Start DATASET ROWS

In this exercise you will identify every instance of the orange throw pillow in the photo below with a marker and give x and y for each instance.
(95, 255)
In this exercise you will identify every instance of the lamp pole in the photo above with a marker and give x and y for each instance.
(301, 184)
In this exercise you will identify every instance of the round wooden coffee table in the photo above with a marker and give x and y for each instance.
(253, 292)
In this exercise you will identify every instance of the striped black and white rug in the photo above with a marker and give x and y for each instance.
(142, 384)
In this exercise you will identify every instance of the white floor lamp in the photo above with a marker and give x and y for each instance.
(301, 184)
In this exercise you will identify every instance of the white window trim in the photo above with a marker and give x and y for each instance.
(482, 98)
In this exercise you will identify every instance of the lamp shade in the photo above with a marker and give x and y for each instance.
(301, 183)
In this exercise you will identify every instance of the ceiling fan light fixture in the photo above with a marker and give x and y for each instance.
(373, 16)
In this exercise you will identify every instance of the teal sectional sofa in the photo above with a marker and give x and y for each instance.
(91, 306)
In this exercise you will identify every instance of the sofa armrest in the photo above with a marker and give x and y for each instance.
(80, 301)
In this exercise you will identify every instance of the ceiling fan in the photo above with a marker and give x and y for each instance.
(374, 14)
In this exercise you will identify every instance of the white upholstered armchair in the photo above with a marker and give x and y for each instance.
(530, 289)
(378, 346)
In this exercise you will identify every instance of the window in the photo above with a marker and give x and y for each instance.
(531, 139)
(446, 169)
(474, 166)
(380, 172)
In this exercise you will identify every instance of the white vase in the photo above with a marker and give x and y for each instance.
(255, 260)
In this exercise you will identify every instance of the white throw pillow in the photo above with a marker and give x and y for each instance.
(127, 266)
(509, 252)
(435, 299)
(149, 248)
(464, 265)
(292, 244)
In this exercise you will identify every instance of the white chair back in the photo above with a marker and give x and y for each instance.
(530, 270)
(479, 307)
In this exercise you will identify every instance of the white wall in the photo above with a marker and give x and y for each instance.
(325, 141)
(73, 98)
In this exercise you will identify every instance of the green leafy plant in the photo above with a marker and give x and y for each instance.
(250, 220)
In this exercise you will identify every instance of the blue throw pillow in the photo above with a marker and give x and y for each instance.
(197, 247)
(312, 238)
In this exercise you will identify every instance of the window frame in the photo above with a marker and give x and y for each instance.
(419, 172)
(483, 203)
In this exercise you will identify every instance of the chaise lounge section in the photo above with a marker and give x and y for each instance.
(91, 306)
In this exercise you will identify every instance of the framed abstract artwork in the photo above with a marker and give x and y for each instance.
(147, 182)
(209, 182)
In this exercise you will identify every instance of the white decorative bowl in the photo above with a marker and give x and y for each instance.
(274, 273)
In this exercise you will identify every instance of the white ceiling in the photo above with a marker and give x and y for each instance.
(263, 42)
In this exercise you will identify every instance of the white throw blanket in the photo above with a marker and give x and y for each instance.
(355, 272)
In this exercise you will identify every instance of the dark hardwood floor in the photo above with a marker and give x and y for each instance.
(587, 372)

End DATASET ROWS

> _STATED TASK_
Copy out each line exactly as written.

> _TASK SOLUTION_
In this exercise you will identify every instance of the orange throw pillow in the photo below with a marker and give x and y for each instance.
(95, 255)
In this exercise you will identify every instance of the lamp pole in the photo above with a marker and give x and y for each instance.
(301, 184)
In this exercise you will identify every instance of the round wooden coffee table in the photo above with a marker and give x and y for each instance.
(253, 292)
In this exercise you will identify every instance of the striped black and white rug in the photo above with a marker and give x and y for each instance.
(142, 384)
In this exercise you will identify every instance of the white floor lamp in the photo above with a marker and give x and y for each instance.
(301, 184)
In this exercise you will identify every instance of the white window trim in the photo above with a marker and give x and y for each instance.
(482, 98)
In this exercise you will identify every instance of the lamp shade in the photo above with a marker and give x and y for each instance.
(301, 183)
In this exercise you will identify every instance of the ceiling fan light fixture in the photo above with a marker and give x and y for each instance.
(373, 16)
In this exercise you will identify every instance of the teal sectional sofa in the photo above with a marker and give x and y for each instance.
(91, 306)
In this exercise you will identify every instance of the sofa armrest in the photo above with a marker and give x and y for each instance.
(80, 301)
In this exercise you will identify every instance of the ceiling fan in the photo above with a marker and give x and y for each instance.
(374, 14)
In this exercise you will identify every instance of the white upholstered armchair in the photo above with a marker and give x and y for each instance.
(530, 289)
(378, 346)
In this exercise you will identify every instance of the window in the photo above with a marker and give x and y for each instance.
(531, 139)
(446, 169)
(474, 166)
(380, 172)
In this exercise you will identify every instance of the white vase in the photo above with a marker and give x and y for each instance.
(255, 260)
In this exercise you will identify every instance of the white throw pillow in the photo above with a marker and give x and y for each instance.
(127, 266)
(509, 252)
(435, 299)
(149, 248)
(464, 265)
(292, 244)
In this exercise you will identify every instance of the white chair back in the photo above with a marker and give x and y for each instance.
(530, 270)
(479, 307)
In this exercise you will identify every instance of the white wall in the photo above with a marker and give x and y for each instance.
(325, 141)
(73, 98)
In this exercise you will identify every instance of the green leafy plant in the photo above with a marker and give x and y for each instance.
(250, 220)
In this exercise you will identify every instance of the blue throw pillow in the photo above with a marker and give x and y for each instance.
(197, 247)
(312, 238)
In this exercise you will identify every instance of the window frame in the photo above with a marker and give x and y for each instance.
(419, 172)
(483, 203)
In this exercise you will identify every instance of the chaise lounge section in the photo above with a marker and give x and y for each instance.
(91, 306)
In this exercise you will identify every instance of the framed abstract artwork in the photo above with a marker and give x and y for each instance.
(147, 182)
(209, 182)
In this exercise you will identify every instance of the white decorative bowl in the photo above with a marker and give x and y for each instance.
(274, 273)
In this exercise you will identify every instance of the white ceiling in the photo above with a marker and give x and y for each instance.
(263, 42)
In this exercise you will identify every instance of the white throw blanket in the photo above with a marker and give x and y for each instance.
(355, 272)
In this exercise you will identify every instance of the dark hardwood floor in the photo above with a marker and give x and y for each instance.
(587, 372)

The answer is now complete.